Brief 1
Summarize the fracture mechanics notes in two sentences.

Selection

•••••

Mech Behahvior Final

What are stress concentration factors

Factors applied to the total stress that increase the value locally due to geometric features

What factors influence the stress concentration at a crack and how do these factors affect the value

a:the major axis

b: minor axis

rho: radius of curvature at crack tip

kt is greatest when a/b is very large and rho is small

According to Griffith when does a crack increase in size

When the released elastic energy at the singularity exceeds the material’s resistance to cracking which is the energy of creating two new surfaces or 2*gamma

What factors affect fracture stress in the Griffith model and do they increase or decrease fracture stress

increase: E, surface energy

Decrease: crack size

What is the main limitation of the Griffith model and how does the Irwin model improve on it

Griffith did not consider the plastic deformation at the crack tip which plays a considerable role in fracture stress especially in ductile materials. This approach underestimates fracture stress.

What are the biggest issues with these models (Irwin and Griffith)

The plate is assumed to be infinitely large, surface energy and work of plasticity at crack tip are hard to measure

What is the stress intensity factor K and the critical stress intensity factor KIC

It defines the concentration of stress at a crack tip and the onset of rapid crack propagation and fracture

Why is type I fracture used as the default

Type one is opening which is common in tensile loading and is the most applicable to engineering applications as it will often occur before the other failure modes occur. Type 2 is sliding which is caused by shear stress in the same plane as the crack. Type III is occurs during torsion, crack surfaces move out of plane relative to each other

What are the assumptions used in defining K stress intensity factor

The cracked body is loaded in the linear elastic region and stress far from the crack tip is below the yield stress

All plastic deformation occurs at the crack tip which is a relatively small area in comparison to the rest of the body

Material is isotropic and strain is time independent

2D planar problem

What are the critical findings about the stress distribution around a crack tip

1. The stress distribution around any crack in a structure is of similar form and

   depends on r and Θ

2. The difference between one cracked component and another lies in the

   magnitude of the stress field parameter K

What factors affect K and do the increase or decrease its value

Increases: Applied stress, crack length, sharpness of the crack f(a/W)

Which of the following is not an assumption used for the development of the stress

intensity factor?

•••••

Brief 2
From the rows, extract verbatim the lines between the one containing "In this exercise you will tag every instance of the smartphone" and the one containing "<point>177,223</point>", inclusive.

•••••

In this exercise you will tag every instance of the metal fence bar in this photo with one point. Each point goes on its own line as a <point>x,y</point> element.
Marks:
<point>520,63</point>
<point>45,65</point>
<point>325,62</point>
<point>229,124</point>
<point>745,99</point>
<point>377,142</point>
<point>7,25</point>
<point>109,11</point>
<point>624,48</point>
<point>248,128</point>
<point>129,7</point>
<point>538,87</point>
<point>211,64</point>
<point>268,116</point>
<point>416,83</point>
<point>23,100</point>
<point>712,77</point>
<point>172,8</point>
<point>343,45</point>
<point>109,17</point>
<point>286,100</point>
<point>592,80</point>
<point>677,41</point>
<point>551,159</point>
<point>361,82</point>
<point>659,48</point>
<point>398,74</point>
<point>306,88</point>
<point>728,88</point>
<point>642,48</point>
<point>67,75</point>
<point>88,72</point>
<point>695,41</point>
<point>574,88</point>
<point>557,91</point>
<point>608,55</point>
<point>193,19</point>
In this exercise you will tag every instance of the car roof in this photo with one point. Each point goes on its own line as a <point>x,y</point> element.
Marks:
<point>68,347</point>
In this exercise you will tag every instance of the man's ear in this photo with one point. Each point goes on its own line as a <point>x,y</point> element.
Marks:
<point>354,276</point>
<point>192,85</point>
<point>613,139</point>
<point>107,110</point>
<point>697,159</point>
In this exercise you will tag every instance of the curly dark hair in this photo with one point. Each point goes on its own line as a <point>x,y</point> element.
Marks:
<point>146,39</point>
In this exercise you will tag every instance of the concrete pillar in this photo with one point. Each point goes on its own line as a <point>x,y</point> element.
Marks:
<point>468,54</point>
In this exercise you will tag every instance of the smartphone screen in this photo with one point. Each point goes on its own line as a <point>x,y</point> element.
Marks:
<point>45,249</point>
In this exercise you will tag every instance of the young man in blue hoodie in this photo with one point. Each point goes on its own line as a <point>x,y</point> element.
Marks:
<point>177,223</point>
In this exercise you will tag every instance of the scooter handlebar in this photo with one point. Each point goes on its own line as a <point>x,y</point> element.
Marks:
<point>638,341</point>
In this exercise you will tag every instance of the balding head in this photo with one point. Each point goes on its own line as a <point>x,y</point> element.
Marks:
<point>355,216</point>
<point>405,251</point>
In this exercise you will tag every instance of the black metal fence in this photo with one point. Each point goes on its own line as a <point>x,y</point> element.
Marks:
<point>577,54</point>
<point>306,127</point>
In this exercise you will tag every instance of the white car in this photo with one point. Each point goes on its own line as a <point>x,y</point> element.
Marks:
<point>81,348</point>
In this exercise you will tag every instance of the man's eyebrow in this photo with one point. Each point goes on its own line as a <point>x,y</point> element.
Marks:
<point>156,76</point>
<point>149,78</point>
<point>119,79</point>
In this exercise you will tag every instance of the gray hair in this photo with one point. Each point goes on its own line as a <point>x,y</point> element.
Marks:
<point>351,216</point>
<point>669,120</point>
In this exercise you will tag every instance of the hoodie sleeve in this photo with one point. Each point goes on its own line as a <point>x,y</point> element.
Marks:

•••••

Solution 1
The notes define stress concentration factors as factors that locally raise the total stress because of geometric features, and they state that, according to Griffith, a crack grows when the released elastic energy exceeds the energy of creating two new surfaces. They identify the Griffith model's neglect of plastic deformation at the crack tip as its main limitation, and they describe the stress intensity factor K, the assumptions used in defining it, and the three fracture types, with type I (opening) used as the default because it is common in tensile loading.

Solution 2
In this exercise you will tag every instance of the smartphone screen in this photo with one point. Each point goes on its own line as a <point>x,y</point> element.
Marks:
<point>45,249</point>
In this exercise you will tag every instance of the young man in blue hoodie in this photo with one point. Each point goes on its own line as a <point>x,y</point> element.
Marks:
<point>177,223</point>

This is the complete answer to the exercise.